TRECHO SELECIONADO:
════════════════════

…Ou desocupa a moita

O momento em que algo na ordem geral das coisas sai do prumo

Só eu presenciei, porque na época ainda fumava e tinha ido até o jardim. Foi, primeiro, um barulho intenso, um flap-flap-flap de bicho grande correndo na mata, tipo cena de “Lost“; então uma moita de azaleia chacoalhou e de dentro dela surgiu rolando um cara, terra na camisa e folhas secas no cabelo. Levantou-se num salto e me encarou: metade dele era alívio, metade, agonia.

Eu não conhecia quase ninguém naquele almoço. O sujeito rodante logo me contaria que também não. A casa era da sogra dele. O almoço era pra ele conhecer a sogra e as amigas da nova namorada. Uma dessas amigas vinha a ser a minha namorada, à época.

Ao ver alguém rolar pra fora de uma moita, no meio de um almoço, a gente suspeita que em algum momento na vida do cidadão algo na ordem geral das coisas deva ter saído do prumo. Por isso, meu primeiro reflexo foi perguntar: “Tá tudo bem?”. “Agora tá”, disse ele —e talvez pela cumplicidade imediata que se cria entre duas pessoas que acabaram de passar por uma situação extraordinária (mesmo que eu apenas como testemunha) ele me contou toda sua epopeia.

Foi na véspera do almoço que algo na ordem geral das coisas havia saído do prumo: este algo era seu sistema digestivo e o culpado, um churrasco coreano. O sujeito tinha passado mal a noite inteira. Foi pro almoço apavorado e nem uma hora depois de conhecer a sogra e as amigas da namorada recebeu o chamado da natureza. Tentou chegar num banheiro mais reservado, mas se deu conta de estar no campo de visão da sogra e não quis ser visto invadindo as partes mais reservadas do lar.

════════════════════

OBJETIVOS:
A: No texto sobre o almoço, qual foi o culpado pelo problema digestivo do sujeito?
B: Dê prosseguimento ao texto sobre o almoço a partir da última frase apresentada.
Não é necessário consultar os registros.

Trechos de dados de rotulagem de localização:

════════════════════

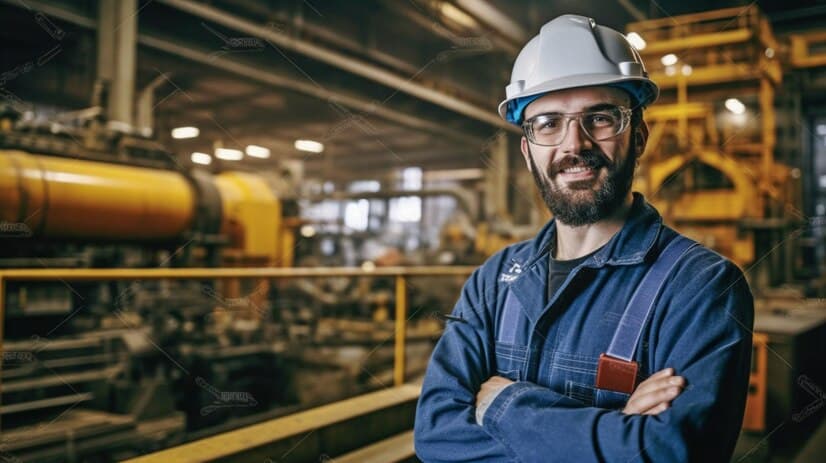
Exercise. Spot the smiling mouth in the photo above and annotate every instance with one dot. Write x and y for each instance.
(577, 169)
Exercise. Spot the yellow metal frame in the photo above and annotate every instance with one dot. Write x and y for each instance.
(400, 273)
(226, 445)
(801, 50)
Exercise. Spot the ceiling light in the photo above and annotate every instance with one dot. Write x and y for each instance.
(179, 133)
(229, 154)
(457, 15)
(309, 146)
(669, 59)
(307, 231)
(636, 40)
(258, 151)
(736, 106)
(201, 158)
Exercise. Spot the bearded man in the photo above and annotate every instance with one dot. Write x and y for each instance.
(609, 336)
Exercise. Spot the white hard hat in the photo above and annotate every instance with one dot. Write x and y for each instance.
(574, 51)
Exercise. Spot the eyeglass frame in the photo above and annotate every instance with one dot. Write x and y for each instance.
(626, 112)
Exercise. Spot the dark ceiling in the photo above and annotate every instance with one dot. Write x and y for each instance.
(242, 86)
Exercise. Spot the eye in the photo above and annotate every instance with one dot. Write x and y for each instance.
(548, 123)
(601, 119)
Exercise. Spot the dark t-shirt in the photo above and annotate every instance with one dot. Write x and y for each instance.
(559, 270)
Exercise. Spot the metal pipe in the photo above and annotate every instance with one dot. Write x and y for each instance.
(114, 274)
(146, 105)
(265, 76)
(122, 93)
(357, 67)
(62, 197)
(491, 16)
(401, 331)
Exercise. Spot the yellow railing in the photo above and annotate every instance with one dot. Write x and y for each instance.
(400, 273)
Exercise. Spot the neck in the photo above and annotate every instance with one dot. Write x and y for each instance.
(575, 242)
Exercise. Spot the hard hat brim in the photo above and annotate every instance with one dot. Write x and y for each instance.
(647, 91)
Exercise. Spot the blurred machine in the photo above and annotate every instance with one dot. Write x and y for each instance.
(710, 163)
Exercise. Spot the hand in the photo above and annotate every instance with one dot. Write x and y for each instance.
(490, 386)
(654, 395)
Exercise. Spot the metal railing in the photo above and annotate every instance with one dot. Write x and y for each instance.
(401, 274)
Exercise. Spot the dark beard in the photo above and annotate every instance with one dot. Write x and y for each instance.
(578, 204)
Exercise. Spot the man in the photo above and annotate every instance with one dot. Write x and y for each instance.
(515, 375)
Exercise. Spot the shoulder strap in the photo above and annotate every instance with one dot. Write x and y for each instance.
(628, 333)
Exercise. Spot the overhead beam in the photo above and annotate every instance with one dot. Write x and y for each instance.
(491, 16)
(358, 67)
(336, 99)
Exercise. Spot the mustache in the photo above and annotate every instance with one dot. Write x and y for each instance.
(592, 159)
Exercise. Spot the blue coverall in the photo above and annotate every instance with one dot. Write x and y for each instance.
(701, 326)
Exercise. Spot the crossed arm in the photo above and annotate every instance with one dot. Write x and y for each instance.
(651, 397)
(708, 343)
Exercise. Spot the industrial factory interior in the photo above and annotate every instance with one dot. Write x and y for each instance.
(235, 230)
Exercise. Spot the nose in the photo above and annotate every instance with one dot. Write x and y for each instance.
(575, 138)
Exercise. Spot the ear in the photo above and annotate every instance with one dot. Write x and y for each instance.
(640, 138)
(525, 153)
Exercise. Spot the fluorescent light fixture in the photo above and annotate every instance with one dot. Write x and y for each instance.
(258, 152)
(736, 106)
(669, 59)
(310, 146)
(229, 154)
(457, 15)
(201, 158)
(636, 40)
(179, 133)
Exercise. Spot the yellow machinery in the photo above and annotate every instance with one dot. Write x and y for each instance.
(711, 172)
(60, 197)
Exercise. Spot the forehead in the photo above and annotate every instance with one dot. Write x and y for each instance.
(576, 99)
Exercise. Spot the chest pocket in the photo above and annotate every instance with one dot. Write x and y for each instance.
(576, 375)
(510, 360)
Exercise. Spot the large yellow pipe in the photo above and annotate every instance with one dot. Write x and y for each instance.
(68, 198)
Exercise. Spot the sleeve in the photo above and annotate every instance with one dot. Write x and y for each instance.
(445, 428)
(705, 335)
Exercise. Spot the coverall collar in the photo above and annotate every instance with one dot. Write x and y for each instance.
(629, 246)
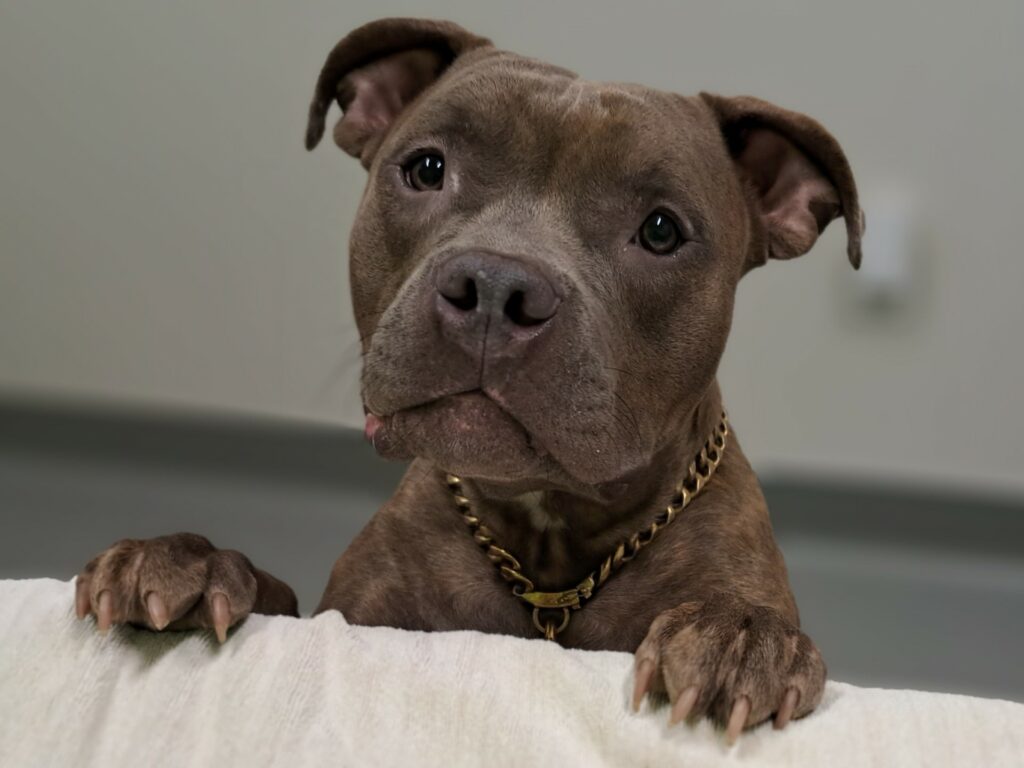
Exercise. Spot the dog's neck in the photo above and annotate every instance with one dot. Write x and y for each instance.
(559, 536)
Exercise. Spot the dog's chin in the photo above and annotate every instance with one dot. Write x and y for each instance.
(467, 434)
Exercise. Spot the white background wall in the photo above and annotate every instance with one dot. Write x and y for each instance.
(165, 240)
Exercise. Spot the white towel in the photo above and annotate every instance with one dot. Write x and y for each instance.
(296, 692)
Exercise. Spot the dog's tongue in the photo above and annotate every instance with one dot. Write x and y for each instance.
(373, 424)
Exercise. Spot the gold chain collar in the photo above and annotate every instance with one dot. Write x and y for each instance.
(697, 475)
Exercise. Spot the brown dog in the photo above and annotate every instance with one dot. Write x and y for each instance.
(543, 273)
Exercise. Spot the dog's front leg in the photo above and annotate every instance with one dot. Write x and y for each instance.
(730, 660)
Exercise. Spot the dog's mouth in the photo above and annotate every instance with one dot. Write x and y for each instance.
(467, 432)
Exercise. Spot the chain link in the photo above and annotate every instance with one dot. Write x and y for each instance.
(697, 475)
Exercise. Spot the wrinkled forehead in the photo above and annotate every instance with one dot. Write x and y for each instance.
(528, 120)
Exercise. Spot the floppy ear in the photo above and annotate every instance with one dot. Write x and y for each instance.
(799, 176)
(375, 72)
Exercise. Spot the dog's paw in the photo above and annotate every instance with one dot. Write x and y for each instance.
(731, 662)
(174, 582)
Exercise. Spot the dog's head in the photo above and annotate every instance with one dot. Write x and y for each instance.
(543, 267)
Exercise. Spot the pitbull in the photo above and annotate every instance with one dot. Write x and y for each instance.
(543, 274)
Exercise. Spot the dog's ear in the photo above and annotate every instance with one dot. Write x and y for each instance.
(799, 176)
(375, 72)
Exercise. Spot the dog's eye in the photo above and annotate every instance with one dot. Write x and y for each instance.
(425, 172)
(659, 233)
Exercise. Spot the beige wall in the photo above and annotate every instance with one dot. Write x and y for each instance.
(165, 239)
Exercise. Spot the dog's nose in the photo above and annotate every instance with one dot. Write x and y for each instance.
(505, 297)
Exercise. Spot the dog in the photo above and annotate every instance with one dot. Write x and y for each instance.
(543, 274)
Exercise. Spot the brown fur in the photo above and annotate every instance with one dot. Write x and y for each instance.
(572, 432)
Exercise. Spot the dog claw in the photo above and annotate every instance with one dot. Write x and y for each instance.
(104, 610)
(644, 675)
(221, 612)
(785, 710)
(740, 711)
(158, 610)
(684, 705)
(81, 598)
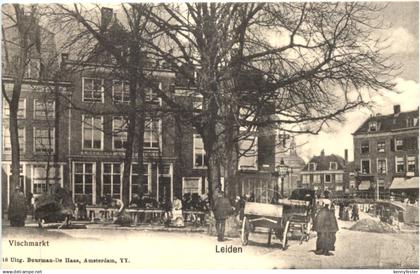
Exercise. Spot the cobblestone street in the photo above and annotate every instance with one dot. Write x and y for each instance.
(146, 248)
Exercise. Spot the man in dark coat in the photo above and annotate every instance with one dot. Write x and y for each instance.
(355, 213)
(326, 226)
(17, 208)
(222, 209)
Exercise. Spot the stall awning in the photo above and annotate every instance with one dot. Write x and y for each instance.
(402, 183)
(364, 185)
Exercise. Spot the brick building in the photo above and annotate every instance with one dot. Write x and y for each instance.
(325, 173)
(386, 153)
(42, 117)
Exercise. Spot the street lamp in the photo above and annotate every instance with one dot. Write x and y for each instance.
(282, 170)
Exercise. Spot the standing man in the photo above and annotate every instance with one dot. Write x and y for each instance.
(222, 209)
(325, 224)
(17, 208)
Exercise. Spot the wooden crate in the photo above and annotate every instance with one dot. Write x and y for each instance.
(267, 210)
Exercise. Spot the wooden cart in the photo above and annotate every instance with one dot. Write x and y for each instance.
(283, 218)
(264, 215)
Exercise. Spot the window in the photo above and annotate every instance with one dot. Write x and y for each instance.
(119, 133)
(33, 69)
(40, 178)
(248, 153)
(191, 185)
(399, 165)
(365, 166)
(327, 178)
(44, 109)
(21, 109)
(120, 92)
(135, 187)
(44, 140)
(333, 166)
(373, 126)
(246, 119)
(93, 90)
(84, 174)
(199, 152)
(92, 132)
(381, 146)
(111, 180)
(312, 166)
(151, 96)
(305, 179)
(382, 166)
(411, 164)
(411, 122)
(152, 133)
(365, 148)
(7, 148)
(197, 104)
(399, 143)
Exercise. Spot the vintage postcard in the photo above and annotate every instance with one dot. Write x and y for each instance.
(220, 135)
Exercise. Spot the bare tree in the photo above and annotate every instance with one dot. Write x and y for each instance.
(308, 63)
(124, 40)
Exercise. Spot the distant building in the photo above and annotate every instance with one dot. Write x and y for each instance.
(286, 150)
(386, 154)
(325, 173)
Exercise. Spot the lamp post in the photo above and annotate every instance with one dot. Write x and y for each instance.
(282, 170)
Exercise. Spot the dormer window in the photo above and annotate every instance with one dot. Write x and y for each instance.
(312, 166)
(373, 126)
(333, 165)
(411, 122)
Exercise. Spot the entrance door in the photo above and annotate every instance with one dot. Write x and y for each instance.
(164, 188)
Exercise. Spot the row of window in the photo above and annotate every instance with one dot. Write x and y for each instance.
(43, 109)
(376, 126)
(402, 165)
(397, 144)
(93, 91)
(332, 166)
(316, 178)
(44, 140)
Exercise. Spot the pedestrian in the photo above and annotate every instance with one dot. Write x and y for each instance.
(355, 213)
(222, 209)
(17, 208)
(325, 224)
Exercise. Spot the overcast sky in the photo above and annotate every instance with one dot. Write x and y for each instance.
(403, 33)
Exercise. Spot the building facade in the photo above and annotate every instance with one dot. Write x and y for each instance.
(386, 150)
(325, 173)
(43, 125)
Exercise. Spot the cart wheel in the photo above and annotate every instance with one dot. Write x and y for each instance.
(245, 231)
(285, 231)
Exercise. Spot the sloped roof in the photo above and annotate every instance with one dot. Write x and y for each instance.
(323, 162)
(389, 122)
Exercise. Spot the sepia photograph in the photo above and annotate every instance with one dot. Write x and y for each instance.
(218, 135)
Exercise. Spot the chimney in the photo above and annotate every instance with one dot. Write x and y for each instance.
(64, 57)
(106, 17)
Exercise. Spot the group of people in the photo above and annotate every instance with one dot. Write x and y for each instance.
(344, 212)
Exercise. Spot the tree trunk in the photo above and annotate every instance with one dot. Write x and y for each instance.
(14, 142)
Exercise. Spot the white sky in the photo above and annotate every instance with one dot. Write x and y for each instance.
(404, 46)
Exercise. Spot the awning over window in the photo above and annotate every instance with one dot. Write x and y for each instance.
(364, 185)
(402, 183)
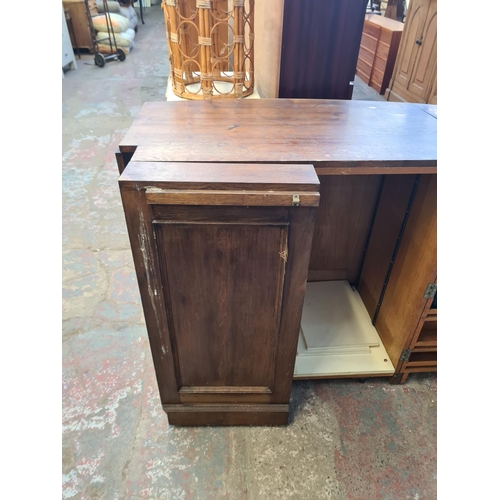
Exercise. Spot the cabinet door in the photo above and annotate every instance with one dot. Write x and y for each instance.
(421, 77)
(414, 26)
(222, 289)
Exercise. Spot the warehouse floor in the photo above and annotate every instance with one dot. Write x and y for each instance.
(346, 440)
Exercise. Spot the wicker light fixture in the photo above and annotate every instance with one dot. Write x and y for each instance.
(210, 44)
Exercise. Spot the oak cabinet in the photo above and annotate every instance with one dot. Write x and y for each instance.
(286, 242)
(221, 253)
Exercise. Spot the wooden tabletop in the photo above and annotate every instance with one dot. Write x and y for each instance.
(335, 136)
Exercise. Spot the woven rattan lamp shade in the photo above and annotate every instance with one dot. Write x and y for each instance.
(211, 47)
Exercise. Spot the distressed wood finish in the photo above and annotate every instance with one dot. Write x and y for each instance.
(222, 286)
(265, 148)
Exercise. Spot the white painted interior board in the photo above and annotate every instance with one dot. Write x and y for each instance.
(334, 316)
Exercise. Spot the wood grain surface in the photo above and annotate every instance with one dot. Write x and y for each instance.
(325, 133)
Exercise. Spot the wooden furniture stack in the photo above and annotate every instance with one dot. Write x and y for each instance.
(414, 78)
(82, 37)
(307, 49)
(246, 282)
(378, 51)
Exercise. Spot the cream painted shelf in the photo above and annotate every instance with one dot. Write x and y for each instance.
(337, 337)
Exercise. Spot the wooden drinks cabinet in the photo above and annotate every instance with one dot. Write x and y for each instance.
(277, 239)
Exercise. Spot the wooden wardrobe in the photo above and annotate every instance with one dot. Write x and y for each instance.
(415, 74)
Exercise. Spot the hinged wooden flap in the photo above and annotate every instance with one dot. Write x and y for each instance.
(224, 183)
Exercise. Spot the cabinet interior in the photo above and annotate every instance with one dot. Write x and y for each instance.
(372, 257)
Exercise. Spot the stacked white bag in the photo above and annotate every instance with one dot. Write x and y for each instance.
(120, 24)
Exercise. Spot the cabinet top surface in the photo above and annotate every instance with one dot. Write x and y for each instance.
(222, 176)
(326, 133)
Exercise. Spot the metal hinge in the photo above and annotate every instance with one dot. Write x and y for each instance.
(430, 291)
(405, 355)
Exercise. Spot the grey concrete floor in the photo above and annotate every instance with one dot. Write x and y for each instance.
(346, 439)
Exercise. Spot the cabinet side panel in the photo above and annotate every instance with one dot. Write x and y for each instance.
(414, 269)
(142, 243)
(394, 198)
(342, 224)
(224, 285)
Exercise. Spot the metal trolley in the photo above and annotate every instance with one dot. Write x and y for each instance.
(116, 52)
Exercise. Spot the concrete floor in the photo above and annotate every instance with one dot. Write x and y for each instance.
(347, 440)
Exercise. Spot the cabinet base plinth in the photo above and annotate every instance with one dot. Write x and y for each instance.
(188, 415)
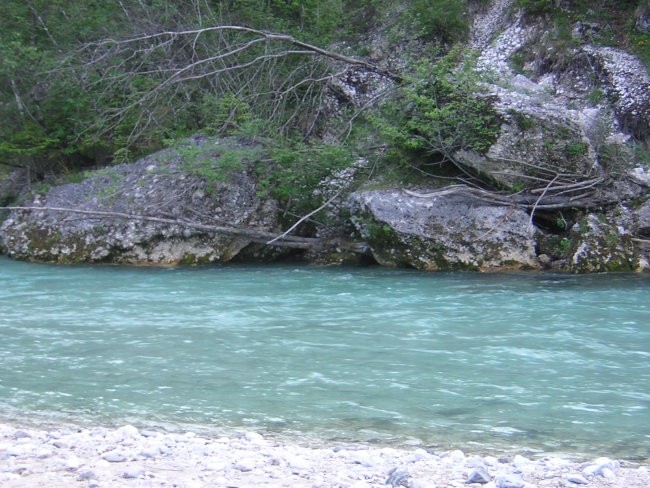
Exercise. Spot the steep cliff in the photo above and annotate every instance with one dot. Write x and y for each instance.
(526, 147)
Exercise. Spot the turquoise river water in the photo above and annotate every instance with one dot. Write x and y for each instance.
(533, 362)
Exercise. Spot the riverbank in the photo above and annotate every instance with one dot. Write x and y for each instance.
(128, 457)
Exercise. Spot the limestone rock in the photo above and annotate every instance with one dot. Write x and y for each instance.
(604, 243)
(443, 231)
(162, 185)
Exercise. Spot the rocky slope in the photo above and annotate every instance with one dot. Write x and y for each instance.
(568, 191)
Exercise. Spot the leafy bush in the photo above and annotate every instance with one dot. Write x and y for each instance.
(440, 111)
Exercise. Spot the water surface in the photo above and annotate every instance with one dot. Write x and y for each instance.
(537, 362)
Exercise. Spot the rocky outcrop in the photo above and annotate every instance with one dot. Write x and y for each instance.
(604, 242)
(443, 230)
(567, 110)
(162, 185)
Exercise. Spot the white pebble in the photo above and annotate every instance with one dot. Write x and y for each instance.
(72, 463)
(254, 437)
(608, 474)
(577, 479)
(114, 457)
(133, 472)
(457, 456)
(127, 432)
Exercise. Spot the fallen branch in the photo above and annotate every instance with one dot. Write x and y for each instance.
(255, 235)
(303, 218)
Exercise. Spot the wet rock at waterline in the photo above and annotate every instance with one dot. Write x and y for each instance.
(252, 460)
(448, 230)
(165, 185)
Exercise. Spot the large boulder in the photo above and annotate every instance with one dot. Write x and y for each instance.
(167, 186)
(604, 242)
(443, 230)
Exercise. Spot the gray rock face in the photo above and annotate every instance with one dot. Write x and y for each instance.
(448, 230)
(561, 111)
(604, 243)
(162, 185)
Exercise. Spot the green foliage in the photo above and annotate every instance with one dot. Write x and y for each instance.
(440, 110)
(294, 171)
(223, 114)
(217, 165)
(576, 148)
(442, 19)
(640, 44)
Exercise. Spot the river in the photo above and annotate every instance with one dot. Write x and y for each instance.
(534, 362)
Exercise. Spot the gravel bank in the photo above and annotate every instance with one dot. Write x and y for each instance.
(128, 457)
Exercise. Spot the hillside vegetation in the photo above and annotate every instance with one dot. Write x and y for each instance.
(408, 94)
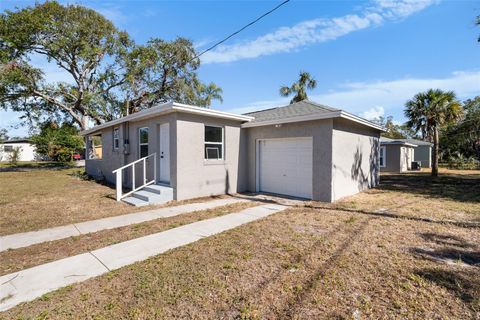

════════════════════

RESPOSTAS ESCRITAS:
A: Um churrasco coreano.

B:
Trancou-se, portanto, no lavabo e mal começara a obedecer as ordens urgentíssimas ditadas por bactérias exógenas ao seu microbioma intestinal quando alguém tenta abrir a porta. Ele ouve uma voz próxima dizer “tem gente” e outra responder “valeu” e o silêncio em seguida sugere a materialização de um dos seus maiores temores, naqueles minutos atribulados: o surgimento de uma fila. De amigas da namorada. Na casa da sogra. Num momento em que as condições atmosféricas dentro do lavabo —ele me explicou de forma um pouco mais direta do que eu lhes transmito— já estavam bem longe das ideais. Se abrisse a porta, a sala se transformaria imediatamente em Pripiat minutos após a explosão do reator nuclear de Tchernóbil—sendo ele o reator. Cul-de-sac. Sem duplo sentido. Não, não, melhor com.

É nos momentos de sufoco, felizmente, diante das grandes encruzilhadas da vida, que a mente humana obra. O figura avistou a janela que dava para o jardim. Calculou. Batia na sua cintura e era grande o suficiente para a passagem do seu corpo —na horizontal.

A envergadura do meu interlocutor —ele me contou quase com lágrimas nos olhos, como um garimpeiro contaria ter achado ouro— era precisamente a necessária para que com uma mão ele destravasse a porta e com a outra desse o apoio para saltar janela afora. E foi isso que ele fez. Ao mesmo tempo abriu o trinco e lançou-se num voo rasante em direção ao desconhecido. (O desconhecido, no caso, era eu).

O intervalo entre o cara rolando moita afora e a narrativa de toda essa epopeia não durou mais do que um minuto. Menos tempo do que levou sua respiração para voltar ao normal. Ele tirou as folhas do cabelo, espanou com a mão o barro da camisa, entramos e almoçamos como se nada tivesse acontecido.

Depois daquela tarde nunca mais o vi, mas guardo sua imagem no panteão dos meus ídolos, ao lado de Messi, de Usain Bolt, de Machado de Assis: seres humanos que superaram a mediocridade e nos mostraram que é possível ir além —mesmo que além da janela do lavabo.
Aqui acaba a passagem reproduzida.